▸ Work instructions: Give the lines of the listing below, from the line containing "the white cumulus" through the line containing "Query: white cumulus cloud", inclusive, as a JSON list of strings with one string per line and blank lines omitted.

▸ Material for the task:
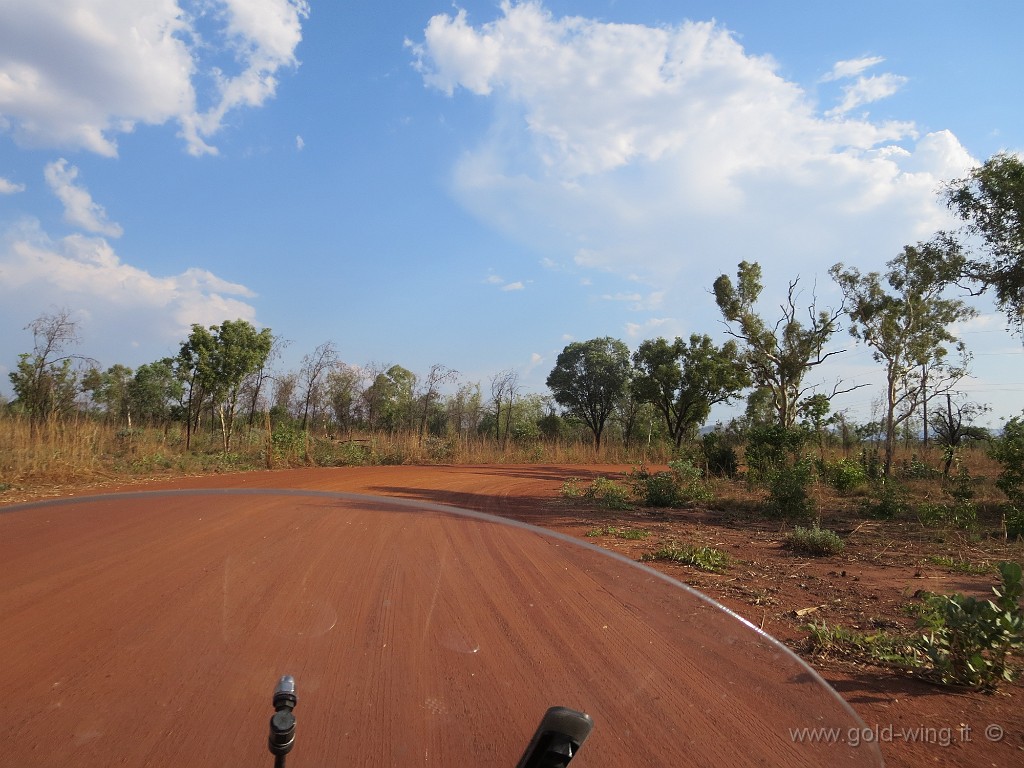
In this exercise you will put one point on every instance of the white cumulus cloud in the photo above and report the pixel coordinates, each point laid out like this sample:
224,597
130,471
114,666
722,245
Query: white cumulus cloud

--

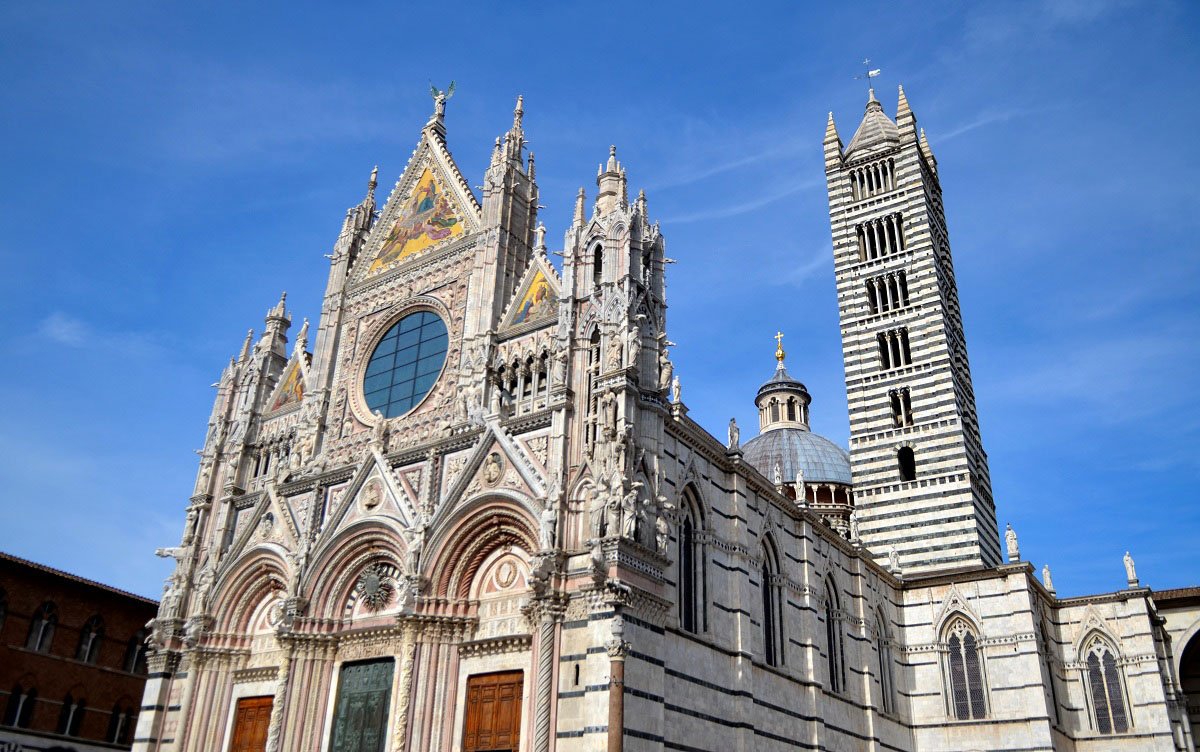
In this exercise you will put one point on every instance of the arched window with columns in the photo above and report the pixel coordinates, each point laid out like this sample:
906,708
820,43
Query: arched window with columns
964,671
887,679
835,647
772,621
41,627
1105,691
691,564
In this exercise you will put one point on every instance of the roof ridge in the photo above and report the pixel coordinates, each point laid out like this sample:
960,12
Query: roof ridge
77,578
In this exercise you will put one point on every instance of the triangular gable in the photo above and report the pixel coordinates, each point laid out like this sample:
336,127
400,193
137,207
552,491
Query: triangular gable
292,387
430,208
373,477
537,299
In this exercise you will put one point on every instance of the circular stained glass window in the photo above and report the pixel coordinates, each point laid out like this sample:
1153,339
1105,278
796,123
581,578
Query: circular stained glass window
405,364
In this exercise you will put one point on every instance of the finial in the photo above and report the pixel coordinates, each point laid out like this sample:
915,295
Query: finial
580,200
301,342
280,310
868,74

==

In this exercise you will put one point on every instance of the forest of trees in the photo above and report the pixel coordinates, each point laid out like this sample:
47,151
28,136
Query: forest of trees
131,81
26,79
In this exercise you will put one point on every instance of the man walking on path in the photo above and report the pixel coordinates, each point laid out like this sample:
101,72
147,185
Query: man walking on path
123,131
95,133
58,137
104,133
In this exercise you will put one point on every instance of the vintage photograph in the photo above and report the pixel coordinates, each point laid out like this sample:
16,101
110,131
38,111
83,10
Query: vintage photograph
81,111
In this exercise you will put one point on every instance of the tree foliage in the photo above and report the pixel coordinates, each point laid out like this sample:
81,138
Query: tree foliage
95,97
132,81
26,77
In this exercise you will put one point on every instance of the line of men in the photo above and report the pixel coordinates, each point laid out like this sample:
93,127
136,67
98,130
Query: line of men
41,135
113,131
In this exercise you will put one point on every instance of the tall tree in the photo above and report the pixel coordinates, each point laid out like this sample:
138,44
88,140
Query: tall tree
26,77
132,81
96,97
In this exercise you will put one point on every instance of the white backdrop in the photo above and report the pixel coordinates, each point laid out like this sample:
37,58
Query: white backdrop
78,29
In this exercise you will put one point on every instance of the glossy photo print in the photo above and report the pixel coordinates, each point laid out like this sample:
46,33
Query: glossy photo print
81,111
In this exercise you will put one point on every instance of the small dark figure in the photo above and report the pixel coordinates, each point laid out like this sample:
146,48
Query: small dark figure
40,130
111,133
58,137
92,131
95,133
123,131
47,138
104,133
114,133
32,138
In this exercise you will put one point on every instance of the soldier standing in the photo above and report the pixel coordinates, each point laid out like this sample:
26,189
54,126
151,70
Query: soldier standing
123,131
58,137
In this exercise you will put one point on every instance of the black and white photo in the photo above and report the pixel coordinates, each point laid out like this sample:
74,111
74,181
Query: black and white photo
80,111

▸ Complete response:
[
  "In this exercise you will put one point on every instance of the white cumulus cloud in the photo above and report the pixel coordinates, each point laid out like this sample:",
  "224,597",
  "130,471",
  "114,666",
  "722,245",
  "Query: white cumulus cloud"
]